(ENTRIES SUPPLIED Opens)

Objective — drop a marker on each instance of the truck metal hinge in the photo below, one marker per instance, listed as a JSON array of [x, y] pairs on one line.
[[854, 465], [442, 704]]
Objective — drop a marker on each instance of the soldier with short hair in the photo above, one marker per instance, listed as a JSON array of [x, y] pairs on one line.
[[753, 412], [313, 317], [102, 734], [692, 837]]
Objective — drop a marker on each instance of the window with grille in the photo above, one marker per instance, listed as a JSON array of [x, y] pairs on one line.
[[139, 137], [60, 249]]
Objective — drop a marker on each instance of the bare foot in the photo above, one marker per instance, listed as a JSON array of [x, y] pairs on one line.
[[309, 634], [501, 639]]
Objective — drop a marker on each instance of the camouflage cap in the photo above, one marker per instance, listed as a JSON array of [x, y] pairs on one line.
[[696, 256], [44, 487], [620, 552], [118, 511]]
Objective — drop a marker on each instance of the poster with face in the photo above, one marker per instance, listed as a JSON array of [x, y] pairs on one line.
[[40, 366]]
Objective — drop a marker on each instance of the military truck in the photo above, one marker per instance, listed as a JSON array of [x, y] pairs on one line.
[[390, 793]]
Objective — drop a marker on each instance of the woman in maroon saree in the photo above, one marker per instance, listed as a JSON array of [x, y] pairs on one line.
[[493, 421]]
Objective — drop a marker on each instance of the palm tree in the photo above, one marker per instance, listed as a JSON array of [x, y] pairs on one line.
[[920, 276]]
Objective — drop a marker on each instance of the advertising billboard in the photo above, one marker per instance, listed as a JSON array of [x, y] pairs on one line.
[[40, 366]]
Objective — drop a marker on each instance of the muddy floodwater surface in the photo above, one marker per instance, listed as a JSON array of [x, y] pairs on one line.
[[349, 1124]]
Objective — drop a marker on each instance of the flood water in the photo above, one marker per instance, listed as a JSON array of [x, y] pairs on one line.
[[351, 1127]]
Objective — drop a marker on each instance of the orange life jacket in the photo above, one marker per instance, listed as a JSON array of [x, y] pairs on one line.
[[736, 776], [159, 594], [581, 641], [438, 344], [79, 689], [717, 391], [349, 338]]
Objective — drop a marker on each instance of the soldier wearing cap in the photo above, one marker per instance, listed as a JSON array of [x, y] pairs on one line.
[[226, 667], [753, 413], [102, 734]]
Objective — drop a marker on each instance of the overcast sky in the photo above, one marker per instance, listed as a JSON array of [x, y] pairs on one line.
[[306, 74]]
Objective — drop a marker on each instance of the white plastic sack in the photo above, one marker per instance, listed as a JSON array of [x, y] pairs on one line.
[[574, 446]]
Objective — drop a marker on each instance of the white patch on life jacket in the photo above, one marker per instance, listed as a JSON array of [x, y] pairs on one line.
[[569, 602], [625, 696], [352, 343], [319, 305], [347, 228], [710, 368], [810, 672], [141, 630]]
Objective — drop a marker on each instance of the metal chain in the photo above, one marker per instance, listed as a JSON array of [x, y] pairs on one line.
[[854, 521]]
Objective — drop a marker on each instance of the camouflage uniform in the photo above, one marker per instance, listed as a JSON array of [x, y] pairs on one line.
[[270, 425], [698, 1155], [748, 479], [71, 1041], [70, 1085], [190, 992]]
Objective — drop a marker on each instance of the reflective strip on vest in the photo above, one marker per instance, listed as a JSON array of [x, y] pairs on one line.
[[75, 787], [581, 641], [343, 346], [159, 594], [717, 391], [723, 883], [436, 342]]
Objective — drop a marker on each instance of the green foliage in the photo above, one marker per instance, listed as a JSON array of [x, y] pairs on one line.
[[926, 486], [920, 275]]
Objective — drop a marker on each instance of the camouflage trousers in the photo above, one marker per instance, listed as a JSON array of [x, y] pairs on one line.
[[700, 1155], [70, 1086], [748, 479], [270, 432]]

(ENTRIES SUPPLIED Closes)

__WORK ITEM__.
Copy the whole listing down exactly.

__EXERCISE RESULT__.
Objective — drop a marker on each instance of the truck metal hinge in the photo below, one marker per instance, listed as a JSON array of [x, y] pairs on one line.
[[854, 465], [442, 704]]
Objective — drop a marker on each instance of the soldier with short hair in the photo above, one marker per instance, listed as a JSON array of [x, y] pairs on one line.
[[753, 412], [313, 317], [102, 734], [692, 837]]
Objective — drop a marker on each instance of the window with grille in the photo above, one marker per instance, listed as a JSON array of [x, y] pairs on one line.
[[139, 137], [60, 249]]
Objective — drop a marker on each instance of the bare foot in the photo above, one marker per instance, listed as a JSON array of [x, y] pairs on one line.
[[309, 634], [501, 639]]
Objective — drop a marker on each instance of the camouflage cap in the photo above, one marker per instance, listed as a JSON array of [x, y] pairs on one line.
[[696, 256], [44, 487], [620, 552], [118, 511]]
Objective — drop a marker on each instance of the poster with face in the photo above, one marker per instance, listed as a JSON array of [x, y] pairs on one line.
[[40, 366]]
Objective — drop a marker on each instance of the military truck in the photo above, one marker per instance, listed as a JSON array of [x, y] pairs on one line.
[[390, 793]]
Objective — drop a marker on each instance of the woman in maroon saree in the photo above, one marker per instance, listed as a JSON array of [x, y] pairs on one line.
[[493, 421]]
Objective — drop a marker on each instance of the palm tree in the photo above, one marker per instance, listed as a JSON array of [x, y] pairs on one line.
[[920, 276]]
Objective — drop a marker on each instance of the advertising billboard in the photo above, one marker per instance, listed as a JSON array of [x, y] pairs on one line.
[[40, 366]]
Objective — drop a marker on each instance of the muddy floodwater surface in the photo above, one marker per instance, listed as a JSON array of [x, y] pairs on one line.
[[349, 1124]]
Objective — drop a marker on each instance of the flood water in the photo above, one marker per instance, listed as a JSON array of [x, y] pairs on one line.
[[351, 1127]]
Objective — drop a marker on each instance of the orange life jacket in the photo above, one marker per instance, listed as a JSON array of [x, y] pairs on one line.
[[736, 776], [159, 594], [581, 641], [438, 344], [79, 689], [717, 391], [349, 338]]
Objective — drop a marker on each instance of the soldier wearing cap in the photo above, one marker per instance, listed as a JSON array of [x, y] pairs on one line.
[[226, 667], [753, 413], [102, 734]]
Objective — drop a marker on each instance of the overcast sky in the photo above, one marker per instance, listed as a JSON array of [x, y] pairs on one line.
[[306, 74]]
Objective — drop a marker on each instance of the white plastic sack in the photo above, one marker per instance, listed as a JSON array of [x, y] pairs on one line.
[[574, 446]]
Objective — drop a marker on each instance of the white patch on life jacket in the photo above, one marker per instance, listed as a JSON array of [x, y] pairs on one line.
[[569, 602], [625, 696], [352, 343], [319, 305], [347, 228], [710, 368], [810, 672], [141, 630]]
Objective — drop a marker on each instance of the metal chain in the photo above, one marker per instance, listed as a JSON array of [x, y] pairs on one line.
[[854, 521]]
Objective — drop a marker on each instance of the camouflage uniform in the photo above, one marker per instance, listed as a JSON array of [x, y] pairs on one line.
[[270, 425], [698, 1155], [748, 479], [71, 1041], [70, 1085], [190, 992]]
Objective — drop a marker on each instance of the reflective strip on vest in the photo above, one marker per instance, listed as a JSON array of [x, y] pairs on one line.
[[75, 787], [581, 641], [343, 346], [159, 594], [717, 391], [723, 883], [436, 342]]
Objective — drop a marker on each instance of the green foliage in the photo above, one marker per instance, listed as a JSON array of [x, y] pairs on one line.
[[926, 486], [920, 275]]
Objective — drop a marker on each instance of the camouflage trousers in the photo above, one marker per instance, listed as a JSON array of [x, y] pairs on one line.
[[700, 1155], [70, 1086], [748, 479], [270, 432]]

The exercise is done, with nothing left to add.